- [STATED GOAL]: Each entry below is to be extracted exactly.
--- MATERIAL PROVIDED ---
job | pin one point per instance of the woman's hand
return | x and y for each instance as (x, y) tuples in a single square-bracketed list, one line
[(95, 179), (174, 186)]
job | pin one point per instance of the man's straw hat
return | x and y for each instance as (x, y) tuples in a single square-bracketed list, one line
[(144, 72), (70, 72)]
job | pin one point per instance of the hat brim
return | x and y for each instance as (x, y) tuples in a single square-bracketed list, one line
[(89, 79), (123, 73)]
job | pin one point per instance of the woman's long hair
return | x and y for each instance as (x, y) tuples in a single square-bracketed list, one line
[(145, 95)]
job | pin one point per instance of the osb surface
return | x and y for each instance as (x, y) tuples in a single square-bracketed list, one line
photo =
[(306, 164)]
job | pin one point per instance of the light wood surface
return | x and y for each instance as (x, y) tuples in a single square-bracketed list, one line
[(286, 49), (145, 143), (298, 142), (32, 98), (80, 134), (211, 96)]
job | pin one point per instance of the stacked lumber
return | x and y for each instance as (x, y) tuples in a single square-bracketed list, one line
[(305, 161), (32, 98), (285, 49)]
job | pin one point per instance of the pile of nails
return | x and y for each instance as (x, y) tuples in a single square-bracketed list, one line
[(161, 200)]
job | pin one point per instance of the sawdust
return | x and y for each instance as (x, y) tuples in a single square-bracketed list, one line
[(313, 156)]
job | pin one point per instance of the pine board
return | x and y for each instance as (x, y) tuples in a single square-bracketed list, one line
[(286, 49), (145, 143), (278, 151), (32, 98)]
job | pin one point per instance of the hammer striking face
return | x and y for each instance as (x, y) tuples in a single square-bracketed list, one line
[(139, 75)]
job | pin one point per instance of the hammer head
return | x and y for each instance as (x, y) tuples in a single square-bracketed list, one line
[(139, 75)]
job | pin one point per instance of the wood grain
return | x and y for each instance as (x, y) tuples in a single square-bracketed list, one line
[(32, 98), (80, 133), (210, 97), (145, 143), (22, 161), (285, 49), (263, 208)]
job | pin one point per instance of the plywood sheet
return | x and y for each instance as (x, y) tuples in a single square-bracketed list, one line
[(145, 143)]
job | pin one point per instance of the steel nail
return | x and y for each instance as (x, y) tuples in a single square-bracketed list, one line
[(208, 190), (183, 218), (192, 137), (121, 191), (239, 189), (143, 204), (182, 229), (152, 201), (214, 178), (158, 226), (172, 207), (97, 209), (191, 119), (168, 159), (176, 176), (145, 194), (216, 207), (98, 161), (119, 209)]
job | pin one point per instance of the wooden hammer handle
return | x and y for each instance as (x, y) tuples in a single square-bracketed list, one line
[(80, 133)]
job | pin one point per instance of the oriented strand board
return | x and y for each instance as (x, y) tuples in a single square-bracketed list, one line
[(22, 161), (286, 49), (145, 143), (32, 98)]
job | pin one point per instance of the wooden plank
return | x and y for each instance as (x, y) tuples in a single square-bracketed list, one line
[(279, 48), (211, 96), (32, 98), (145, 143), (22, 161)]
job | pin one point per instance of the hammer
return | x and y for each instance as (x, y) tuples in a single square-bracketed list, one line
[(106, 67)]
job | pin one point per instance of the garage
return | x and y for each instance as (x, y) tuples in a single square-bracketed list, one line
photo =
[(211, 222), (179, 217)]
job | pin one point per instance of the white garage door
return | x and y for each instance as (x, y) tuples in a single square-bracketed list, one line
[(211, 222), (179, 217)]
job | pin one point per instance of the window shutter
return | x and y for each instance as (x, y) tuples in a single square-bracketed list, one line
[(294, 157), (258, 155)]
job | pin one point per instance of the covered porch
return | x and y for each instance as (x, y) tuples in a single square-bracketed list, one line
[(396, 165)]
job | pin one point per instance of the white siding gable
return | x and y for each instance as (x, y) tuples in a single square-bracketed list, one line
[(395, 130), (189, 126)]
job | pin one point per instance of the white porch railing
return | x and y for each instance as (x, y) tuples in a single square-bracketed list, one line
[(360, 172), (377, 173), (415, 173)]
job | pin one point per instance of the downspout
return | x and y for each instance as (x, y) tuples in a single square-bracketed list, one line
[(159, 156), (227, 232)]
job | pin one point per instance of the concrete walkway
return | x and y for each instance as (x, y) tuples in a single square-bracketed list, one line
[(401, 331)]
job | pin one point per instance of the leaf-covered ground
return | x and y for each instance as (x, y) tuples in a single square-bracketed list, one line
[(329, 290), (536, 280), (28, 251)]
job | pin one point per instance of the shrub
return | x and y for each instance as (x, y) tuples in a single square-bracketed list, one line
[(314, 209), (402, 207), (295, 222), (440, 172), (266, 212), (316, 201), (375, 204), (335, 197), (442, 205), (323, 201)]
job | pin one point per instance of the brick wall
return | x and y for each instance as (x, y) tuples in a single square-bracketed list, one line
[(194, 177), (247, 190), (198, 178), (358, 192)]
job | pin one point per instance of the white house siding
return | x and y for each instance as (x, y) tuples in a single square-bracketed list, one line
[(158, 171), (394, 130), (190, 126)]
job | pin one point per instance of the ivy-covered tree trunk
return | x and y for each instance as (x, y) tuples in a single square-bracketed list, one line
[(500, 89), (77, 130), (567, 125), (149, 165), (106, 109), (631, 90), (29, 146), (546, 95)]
---
- [EXERCISE OUTPUT]:
job | pin one point per instance of the woman's hand
return | x and y for each instance as (x, y) tuples in a single square-bracketed list, one line
[(95, 179), (174, 186)]
job | pin one point per instance of the man's straw hat
return | x and y for each instance as (x, y) tuples in a single square-bracketed list, one line
[(144, 72), (70, 72)]
job | pin one point per instance of the hat brim
return | x and y for each instance as (x, y) tuples in a single square-bracketed list, one line
[(89, 79), (123, 73)]
job | pin one point per instance of the woman's long hair
return | x and y for each instance as (x, y) tuples in a single square-bracketed list, one line
[(145, 95)]
job | pin one point per instance of the osb surface
return | x and y for each instance as (x, y) tuples in a single square-bracketed list, one line
photo =
[(306, 164)]
job | pin one point per instance of the light wood surface
return | x and y for each instance as (x, y) tuples in a single square-bracketed list, one line
[(286, 49), (145, 143), (298, 142), (32, 98), (80, 134), (211, 96)]
job | pin one point per instance of the stacked lumber
return | x and y for each instance as (x, y) tuples in a single square-bracketed list, one line
[(305, 161), (32, 98), (285, 49)]
job | pin one point per instance of the pile of nails
return | x and y for each instance as (x, y) tuples in a single square-bracketed list, one line
[(161, 200)]
job | pin one point per instance of the sawdust
return | x and y for each instance as (x, y) tuples in a single square-bracketed list, one line
[(313, 156)]
job | pin one point per instance of the pine board
return | x and y for each instance as (x, y) tuples in a single square-bracketed list, one line
[(286, 49), (145, 143), (278, 151), (32, 98)]
job | pin one point per instance of the hammer striking face
return | x and y for each instance as (x, y) tuples in a single square-bracketed list, one line
[(139, 75)]
job | pin one point per instance of the hammer head
return | x and y for each instance as (x, y) tuples in a single square-bracketed list, one line
[(139, 75)]
job | pin one point per instance of the wood grain
return | x and y for each instance as (x, y) tuples in a single square-bracketed list, one line
[(32, 98), (80, 133), (210, 97), (145, 143), (22, 161), (285, 49), (263, 208)]
job | pin one point per instance of the plywood sheet
return | x and y for each instance as (x, y) tuples in a single square-bracketed list, one line
[(145, 143)]
job | pin one point per instance of the steel nail
return | x and y for each instance as (x, y) tuples in a single square-bracketed list, one line
[(208, 190), (183, 218), (192, 137), (121, 191), (239, 189), (143, 204), (182, 229), (152, 201), (214, 178), (158, 226), (172, 207), (97, 209), (191, 119), (168, 159), (176, 176), (145, 194), (216, 207), (98, 161), (119, 209)]
job | pin one point per instance of the wooden hammer handle
return | x and y for each instance as (x, y) tuples in a single square-bracketed list, one line
[(80, 133)]
job | pin one point per instance of the oriented strand board
return | x and y for each instance as (x, y) tuples in a single square-bracketed list, one line
[(22, 161), (286, 49), (145, 143), (32, 98)]
job | pin one point per instance of the wooden plank
return | x and y for each instance as (x, y) tuples in a single square-bracketed list, one line
[(279, 48), (211, 96), (32, 98), (145, 143), (22, 161)]
job | pin one point per instance of the hammer
return | x and y for each instance as (x, y) tuples in a single square-bracketed list, one line
[(106, 67)]
job | pin one point per instance of the garage
return | x and y for each instance as (x, y) tuples in a single square-bracketed list, one line
photo =
[(211, 222), (179, 217)]
job | pin one point per instance of the white garage door
return | x and y for each instance as (x, y) tuples in a single square-bracketed list, one line
[(211, 222), (179, 217)]
job | pin one point per instance of the window shutter
return | x and y for each instance as (x, y) tuples in a single square-bracketed list, one line
[(294, 157), (258, 155)]
job | pin one point per instance of the covered porch
return | x and y for each instance as (x, y) tuples in a single square-bracketed list, one line
[(396, 165)]
job | pin one point per instance of the white siding gable
return | x and y for each instance as (x, y) tuples in a single square-bracketed list, one line
[(395, 130), (189, 126)]
job | pin one point per instance of the white porch railing
return | x and y for each instance as (x, y) tuples in a single square-bracketed list, one line
[(360, 172), (377, 173), (415, 173)]
job | pin one point per instance of the downspout
return | x and y for each instance as (x, y) tuples in a single square-bracketed list, one line
[(159, 156), (227, 232)]
job | pin one point per instance of the concrete walkway
return | x and y for each instance as (x, y) tuples in a single square-bracketed list, one line
[(401, 331)]
job | pin one point per instance of the leaf-covered ground
return | x and y for each instance as (x, y) tuples in a single square-bracketed list, one line
[(329, 290), (536, 280), (28, 251)]
job | pin one point per instance of the shrub
return | x and y for each instance as (x, y) tuples in a single square-bracketed list, one line
[(314, 209), (402, 207), (295, 222), (440, 172), (266, 212), (316, 201), (375, 204), (335, 197), (442, 205), (323, 201)]
job | pin one point per instance of the brick wall
return | x and y for each instance as (x, y) tuples in a single square-bracketed list, one line
[(194, 177), (247, 190), (198, 178), (358, 192)]
job | pin one point per instance of the white house siding
return | x and y for each instance as (x, y) tuples in a single square-bracketed list, one line
[(158, 171), (394, 130), (190, 126)]
job | pin one point per instance of the ivy-covered tree trunk
return | x and y for each instance as (x, y) tuples in a single square-bracketed list, one line
[(500, 89), (77, 130), (567, 125), (149, 165), (106, 109), (631, 90), (29, 146), (546, 95)]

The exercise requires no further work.